**EXERCISE 1**
From the workbench thread below, transcribe the passage that begins at the words "From an original" and ends after the words "an ideal worktop.".

------ GIVEN PASSAGE

# Workbench worktop raiser



## Adam (7 Nov 2005)

Its taken me a year to get around to this. Ever since I visited Chris's (Waterhead) workshop to try some carving I've wanted to make a "workbench raiser" - to allow me to work higher up for things like chiselling and marking out. You can just see the version Chris made behind me.






From an original post here

Anyway, whilst visiting G&M Tools in Ashington (West Sussex), I noticed they had lumps of beech worktops which would make an ideal worktop.

I bought one. From memory, it was £10 or thereabouts. I bought it last November (2004)  and its been sitting around ever since.






I started by making some legs for it. I used some old pine. Its not going to taking much punishment so they dont have to be tremendously strong.






I also bought some of the VeritasBench Dogs, Holds Downs and Wonder Pups

These need 3/4 (19mm) holes drilling. So I marked up a series of holes, at the same spacing as the pre-existing square dog holes.







I also made some square dogs from ash, just in case I to use the wider spaced dog holes











And visible here:






I had to buy a new bit to drill the holes:






Heres all the bits:






And a test run using the ash dogs:






Its already getting plenty of use:

Making dowel






For planing






For routing






Overall, I'm really pleased with it. Its sorted out lots of issues I had with holding work for marking, cutting/drilling etc.

Adam


----------



## DaveL (7 Nov 2005)

Adam, 

What is the height of the working surface, relative to your elbow? 
I built my Charlesworth type bench using Davids guide that it should be 4" below my elbow height. Its much higher than the old bench but much easier to work at.


----------



## Adam (7 Nov 2005)

DaveL":z25rkwuq said:


> Adam,
> 
> What is the height of the working surface, relative to your elbow?
> I built my Charlesworth type bench using Davids guide that it should be 4" below my elbow height. Its much higher than the old bench but much easier to work at.



No idea. Although I'm planing in one shot, its really the marking out, routing etc - when it really helps to have the workpiece close to you.

Adam


----------



## Alf (7 Nov 2005)

Nice one, Adam. Funny thing, I'd been thinking about making something similar myself ever since that article in FWW earlier this year. Recent dovetailing practice has convinced me it's needed sooner rather than later - I think my eyesight must have worsened or something...  If you did feel like running a tape measure against the height, I'd be interested too.

Cheers, Alf


----------



## Adam (7 Nov 2005)

Alf":1gfua949 said:


> If you did feel like running a tape measure against the height, I'd be interested too. Cheers, Alf



If you look in the first shot of the legs, and the final shot of the legs (with the top mounted on), theres a large difference in height. I recall I kept removing a bit until I was happy with the height. Funny, I'd forgotten that stage altogether. Now you've mentioned it, I sent quite a bit of time on that bit. Its was boring and took ages.

Adam


----------



## Chris Knight (7 Nov 2005)

I forget where I have seen it but there's a nice variation on the theme that mounts a wide vice jaw along the front of the raised bench on a couple of vice screws, to make a dovetailing clamp that puts the end of the board you are working on at a much better working height. One of these fine days, I shall get around to modifying mine or making another.

------------
------ RAW RECORDS

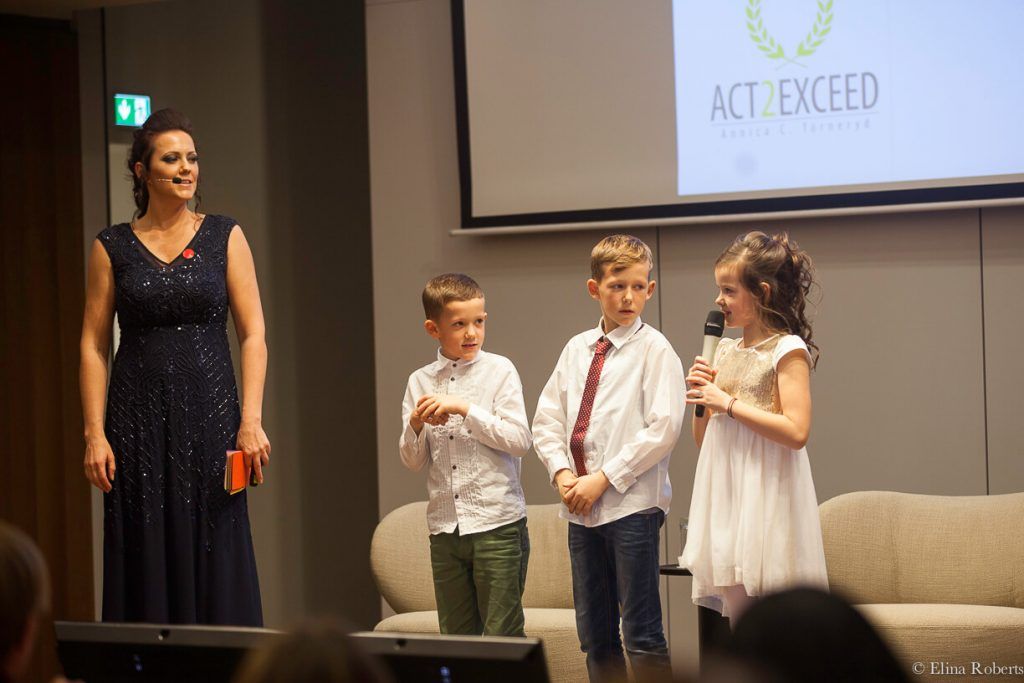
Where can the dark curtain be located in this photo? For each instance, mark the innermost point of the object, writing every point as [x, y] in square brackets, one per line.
[42, 487]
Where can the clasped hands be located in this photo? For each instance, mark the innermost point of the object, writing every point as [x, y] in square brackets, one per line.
[700, 387]
[580, 494]
[434, 409]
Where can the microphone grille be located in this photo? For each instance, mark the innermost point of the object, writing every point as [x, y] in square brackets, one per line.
[715, 324]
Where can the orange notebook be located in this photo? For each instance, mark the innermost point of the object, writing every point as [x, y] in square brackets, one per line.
[237, 473]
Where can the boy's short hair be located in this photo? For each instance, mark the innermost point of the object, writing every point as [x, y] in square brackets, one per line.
[619, 251]
[450, 287]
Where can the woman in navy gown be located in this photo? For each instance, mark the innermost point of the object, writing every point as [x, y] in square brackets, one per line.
[177, 547]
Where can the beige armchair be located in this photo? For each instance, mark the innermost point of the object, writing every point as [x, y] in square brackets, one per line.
[941, 578]
[399, 557]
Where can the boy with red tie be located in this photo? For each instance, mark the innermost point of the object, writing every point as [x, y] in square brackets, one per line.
[605, 425]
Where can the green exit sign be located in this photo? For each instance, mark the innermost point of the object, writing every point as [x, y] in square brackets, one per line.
[131, 110]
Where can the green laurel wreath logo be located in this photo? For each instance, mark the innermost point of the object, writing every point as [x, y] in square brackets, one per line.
[772, 49]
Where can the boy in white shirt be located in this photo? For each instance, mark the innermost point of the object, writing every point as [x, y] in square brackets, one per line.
[605, 425]
[465, 418]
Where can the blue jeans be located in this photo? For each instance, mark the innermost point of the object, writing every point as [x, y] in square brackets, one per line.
[614, 574]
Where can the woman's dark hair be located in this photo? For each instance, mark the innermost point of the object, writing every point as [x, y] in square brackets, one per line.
[141, 151]
[25, 588]
[806, 636]
[786, 269]
[316, 651]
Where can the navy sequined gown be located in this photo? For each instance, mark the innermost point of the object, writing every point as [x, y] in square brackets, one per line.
[177, 548]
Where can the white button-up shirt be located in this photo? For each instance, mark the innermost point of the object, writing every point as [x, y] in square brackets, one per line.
[634, 425]
[473, 478]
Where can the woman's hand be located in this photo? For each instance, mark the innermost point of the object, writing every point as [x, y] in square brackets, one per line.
[253, 442]
[700, 370]
[99, 466]
[701, 389]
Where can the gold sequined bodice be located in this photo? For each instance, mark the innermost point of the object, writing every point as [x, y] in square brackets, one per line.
[749, 374]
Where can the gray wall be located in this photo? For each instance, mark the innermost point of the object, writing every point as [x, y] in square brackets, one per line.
[909, 303]
[276, 93]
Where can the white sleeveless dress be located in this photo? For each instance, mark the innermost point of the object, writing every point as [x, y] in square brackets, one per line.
[754, 514]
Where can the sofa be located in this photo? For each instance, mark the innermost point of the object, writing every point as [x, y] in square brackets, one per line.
[399, 557]
[941, 578]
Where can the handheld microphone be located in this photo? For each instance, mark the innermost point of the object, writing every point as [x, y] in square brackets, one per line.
[714, 328]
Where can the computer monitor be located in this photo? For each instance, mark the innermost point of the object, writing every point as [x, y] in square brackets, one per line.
[97, 652]
[434, 658]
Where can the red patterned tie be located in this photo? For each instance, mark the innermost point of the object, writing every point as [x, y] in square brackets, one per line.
[587, 404]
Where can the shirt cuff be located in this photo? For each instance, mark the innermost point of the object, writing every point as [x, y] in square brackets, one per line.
[409, 436]
[620, 476]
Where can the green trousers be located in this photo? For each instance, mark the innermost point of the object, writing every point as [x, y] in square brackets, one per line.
[478, 580]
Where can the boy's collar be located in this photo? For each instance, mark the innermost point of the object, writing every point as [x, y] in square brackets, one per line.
[617, 337]
[443, 361]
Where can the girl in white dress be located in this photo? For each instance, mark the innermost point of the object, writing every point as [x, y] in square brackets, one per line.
[754, 524]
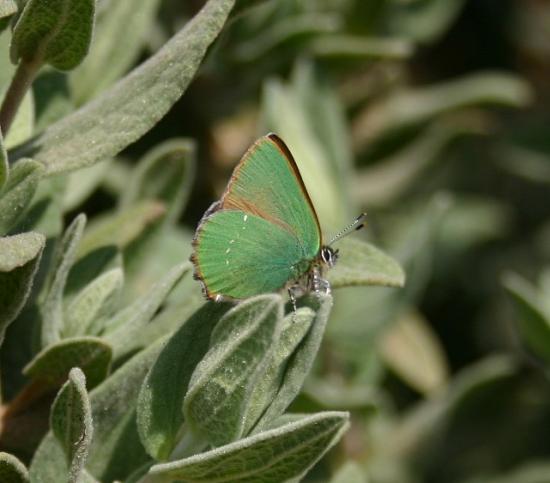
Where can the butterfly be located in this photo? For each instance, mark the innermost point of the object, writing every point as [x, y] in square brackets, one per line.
[263, 234]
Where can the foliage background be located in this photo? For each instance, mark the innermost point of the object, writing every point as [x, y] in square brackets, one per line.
[431, 115]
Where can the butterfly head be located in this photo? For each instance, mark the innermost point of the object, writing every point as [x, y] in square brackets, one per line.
[329, 256]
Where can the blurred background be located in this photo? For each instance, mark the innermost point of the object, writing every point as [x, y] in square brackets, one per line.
[432, 116]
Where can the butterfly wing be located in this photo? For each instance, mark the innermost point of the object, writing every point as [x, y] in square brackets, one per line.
[267, 222]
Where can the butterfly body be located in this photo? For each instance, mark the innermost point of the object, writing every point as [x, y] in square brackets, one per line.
[263, 234]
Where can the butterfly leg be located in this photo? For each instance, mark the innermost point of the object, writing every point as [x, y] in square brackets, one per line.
[320, 285]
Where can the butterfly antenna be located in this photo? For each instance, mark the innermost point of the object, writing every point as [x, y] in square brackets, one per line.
[357, 224]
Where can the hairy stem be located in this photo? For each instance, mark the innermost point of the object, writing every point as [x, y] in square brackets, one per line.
[20, 84]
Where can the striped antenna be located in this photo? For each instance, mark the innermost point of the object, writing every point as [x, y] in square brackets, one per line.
[357, 224]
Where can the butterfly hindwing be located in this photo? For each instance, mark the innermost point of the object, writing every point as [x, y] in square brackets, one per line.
[238, 255]
[264, 230]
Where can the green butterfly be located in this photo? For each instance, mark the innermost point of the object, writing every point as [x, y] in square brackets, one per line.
[263, 234]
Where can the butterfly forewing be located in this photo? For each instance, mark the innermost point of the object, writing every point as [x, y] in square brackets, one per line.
[263, 232]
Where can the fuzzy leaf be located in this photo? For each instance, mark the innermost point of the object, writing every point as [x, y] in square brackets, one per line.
[122, 228]
[23, 124]
[19, 259]
[166, 174]
[159, 412]
[221, 385]
[94, 302]
[11, 469]
[57, 32]
[4, 168]
[411, 349]
[281, 454]
[52, 365]
[300, 362]
[361, 263]
[533, 322]
[115, 451]
[125, 326]
[121, 28]
[71, 422]
[18, 192]
[51, 302]
[133, 105]
[412, 107]
[295, 327]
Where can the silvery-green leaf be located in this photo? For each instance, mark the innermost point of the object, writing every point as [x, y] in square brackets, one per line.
[71, 422]
[166, 173]
[51, 98]
[45, 29]
[51, 301]
[18, 192]
[4, 168]
[360, 263]
[222, 383]
[348, 46]
[52, 365]
[82, 183]
[300, 362]
[411, 349]
[123, 327]
[115, 451]
[350, 472]
[533, 322]
[22, 126]
[93, 303]
[19, 259]
[159, 411]
[295, 327]
[11, 469]
[281, 454]
[120, 229]
[120, 32]
[133, 105]
[415, 106]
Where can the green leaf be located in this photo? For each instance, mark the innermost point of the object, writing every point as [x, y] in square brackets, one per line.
[52, 365]
[415, 106]
[222, 383]
[167, 174]
[533, 322]
[19, 259]
[120, 229]
[350, 472]
[4, 168]
[57, 32]
[280, 454]
[295, 328]
[125, 326]
[51, 301]
[300, 362]
[360, 263]
[52, 98]
[121, 30]
[22, 127]
[133, 105]
[115, 451]
[411, 349]
[18, 192]
[160, 402]
[348, 46]
[82, 183]
[71, 422]
[93, 303]
[11, 469]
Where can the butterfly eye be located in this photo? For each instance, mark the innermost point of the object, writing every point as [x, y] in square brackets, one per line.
[329, 256]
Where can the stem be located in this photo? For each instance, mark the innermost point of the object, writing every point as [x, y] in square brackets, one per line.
[20, 84]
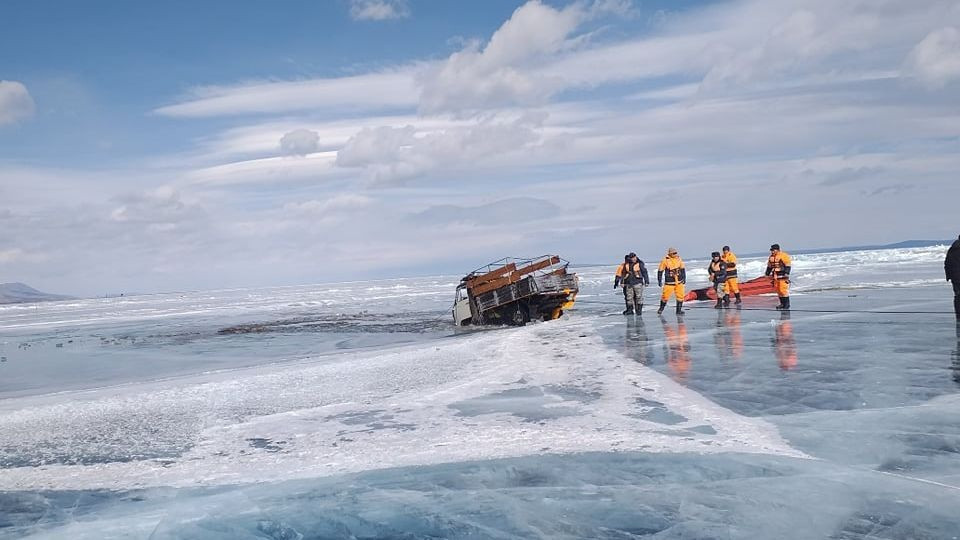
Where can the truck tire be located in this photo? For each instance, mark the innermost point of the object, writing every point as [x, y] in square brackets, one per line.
[518, 315]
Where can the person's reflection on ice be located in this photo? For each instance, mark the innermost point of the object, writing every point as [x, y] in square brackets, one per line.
[676, 349]
[784, 345]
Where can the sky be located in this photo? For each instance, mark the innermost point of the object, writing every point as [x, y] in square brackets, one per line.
[161, 146]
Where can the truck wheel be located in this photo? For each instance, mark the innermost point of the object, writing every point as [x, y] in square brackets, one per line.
[520, 316]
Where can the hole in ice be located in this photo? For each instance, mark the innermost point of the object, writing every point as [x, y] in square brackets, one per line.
[267, 444]
[654, 411]
[533, 404]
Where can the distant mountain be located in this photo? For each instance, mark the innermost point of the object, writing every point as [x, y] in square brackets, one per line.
[20, 293]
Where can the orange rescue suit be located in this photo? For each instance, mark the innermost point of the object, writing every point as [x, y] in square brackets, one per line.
[731, 285]
[673, 274]
[778, 267]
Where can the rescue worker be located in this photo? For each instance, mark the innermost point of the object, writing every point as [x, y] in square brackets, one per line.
[951, 266]
[732, 285]
[632, 276]
[778, 268]
[671, 268]
[717, 270]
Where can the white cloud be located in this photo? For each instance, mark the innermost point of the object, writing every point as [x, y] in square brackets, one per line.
[344, 202]
[299, 142]
[163, 207]
[15, 102]
[936, 59]
[506, 211]
[361, 92]
[378, 10]
[501, 73]
[396, 153]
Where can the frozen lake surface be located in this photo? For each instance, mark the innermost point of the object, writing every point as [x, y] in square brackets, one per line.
[356, 410]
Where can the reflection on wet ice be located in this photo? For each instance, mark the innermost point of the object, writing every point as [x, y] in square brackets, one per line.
[728, 338]
[635, 341]
[676, 349]
[784, 345]
[955, 357]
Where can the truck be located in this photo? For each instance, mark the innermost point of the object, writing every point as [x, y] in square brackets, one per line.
[515, 291]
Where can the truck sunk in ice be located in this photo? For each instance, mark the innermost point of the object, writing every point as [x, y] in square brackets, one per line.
[515, 291]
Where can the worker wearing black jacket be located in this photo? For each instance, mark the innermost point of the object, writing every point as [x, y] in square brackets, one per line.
[951, 267]
[632, 276]
[717, 271]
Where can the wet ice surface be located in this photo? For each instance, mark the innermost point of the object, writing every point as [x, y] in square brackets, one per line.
[727, 424]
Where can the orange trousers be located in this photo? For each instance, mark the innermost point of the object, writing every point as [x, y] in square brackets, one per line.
[731, 286]
[782, 286]
[675, 290]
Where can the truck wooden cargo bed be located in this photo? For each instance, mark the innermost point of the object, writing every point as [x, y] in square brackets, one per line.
[514, 291]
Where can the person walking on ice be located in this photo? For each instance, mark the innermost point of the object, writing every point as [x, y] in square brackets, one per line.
[717, 270]
[671, 277]
[778, 267]
[732, 284]
[632, 276]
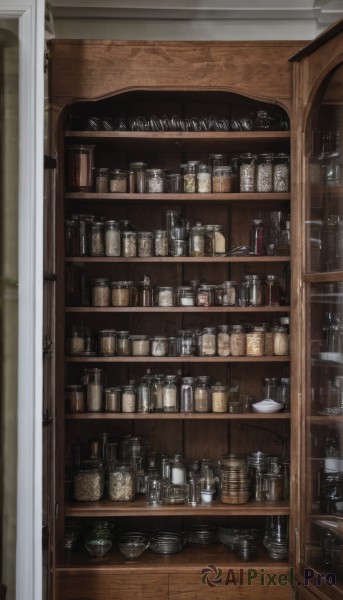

------------

**EXERCISE 2**
In the entries above, start at the line that contains "Where can the truck wooden" and continue through the last entry. Reproduce those lines with "walking" replaced by "standing", leaving everything else unchanged and omitting the pictures.

**TASK SOLUTION 1**
From an original post here

Anyway, whilst visiting G&M Tools in Ashington (West Sussex), I noticed they had lumps of beech worktops which would make an ideal worktop.

**TASK SOLUTION 2**
Where can the truck wooden cargo bed be located in this photo? For each instance, mark the innermost point of the object, writing every point as [x, y] in square brackets, one per line.
[514, 291]
Where can the person standing on ice be located in this photo? For each instance, mark the innermost point of the object, writing every point as [x, y] in square brackets, one per line.
[717, 270]
[671, 277]
[778, 267]
[732, 284]
[632, 276]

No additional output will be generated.